(Given problem):
Return every line of the material below word for word, without changing or leaving out anything.

(Excerpted data):

------------------------------------------------

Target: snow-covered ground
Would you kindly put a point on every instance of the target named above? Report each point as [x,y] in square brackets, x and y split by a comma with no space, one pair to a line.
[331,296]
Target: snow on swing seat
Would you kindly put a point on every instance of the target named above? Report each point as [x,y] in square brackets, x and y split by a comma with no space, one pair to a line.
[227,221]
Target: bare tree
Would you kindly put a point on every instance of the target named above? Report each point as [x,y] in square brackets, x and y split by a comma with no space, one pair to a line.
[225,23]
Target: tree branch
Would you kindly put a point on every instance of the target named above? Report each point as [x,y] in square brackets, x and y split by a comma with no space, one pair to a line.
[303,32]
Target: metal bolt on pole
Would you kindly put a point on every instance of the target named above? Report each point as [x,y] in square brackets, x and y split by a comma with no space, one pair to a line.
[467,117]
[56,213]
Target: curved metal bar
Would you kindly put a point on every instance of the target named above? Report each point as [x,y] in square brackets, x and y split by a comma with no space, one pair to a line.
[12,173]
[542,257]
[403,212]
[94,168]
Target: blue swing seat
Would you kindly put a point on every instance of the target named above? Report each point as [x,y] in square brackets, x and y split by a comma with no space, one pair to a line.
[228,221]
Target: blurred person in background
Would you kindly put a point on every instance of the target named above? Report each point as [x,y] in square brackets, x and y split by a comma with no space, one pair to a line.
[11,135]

------------------------------------------------

(Answer to this task):
Target: snow-covered ground
Would you kindly put a point on every instance of the target named above? Report each point as [x,y] in square brackets, x and y split by a comma with no space, one pair to a line.
[331,296]
Target: snow on swing seat
Would you kindly put a point on every instance of the target named above? Report each point as [x,y] in square brackets, x and y split by a comma with no space, one pair to a line.
[227,221]
Target: bare tree
Would you kindly put a point on every instance of the target named above? Report each point as [x,y] in square brackets, x and y split by a comma with no space, one pair to a line.
[225,23]
Target: tree branch
Would you kindly put a point on every instance of the target named above? Report each point as [x,y] in square brackets, x and y split by a comma with no space, one pair to a line.
[303,32]
Target: metal bolt on pole
Would you kindly put a point on every instance of the target named above? Report each point as [x,y] in square brackets, x and y split by a comma with no space, one pair to a line.
[467,117]
[56,213]
Target: curved metal bar
Would you kindly put a point on every instance of the target named above? Report each point as [x,y] in square brackets, x and y split by a comma with no space, one pair to a line.
[12,173]
[542,257]
[403,212]
[94,168]
Target: blue swing seat
Would you kindly put a point on every instance of the target named above? Report each point as [x,y] in square brackets, x and y split by a comma with no space, one pair to a line.
[228,221]
Target: blurred person in background
Would you kindly put a point on every instance of the target named above? Report each point as [x,y] in square brackets, x and y split by a comma with no space, one pair to a line.
[11,135]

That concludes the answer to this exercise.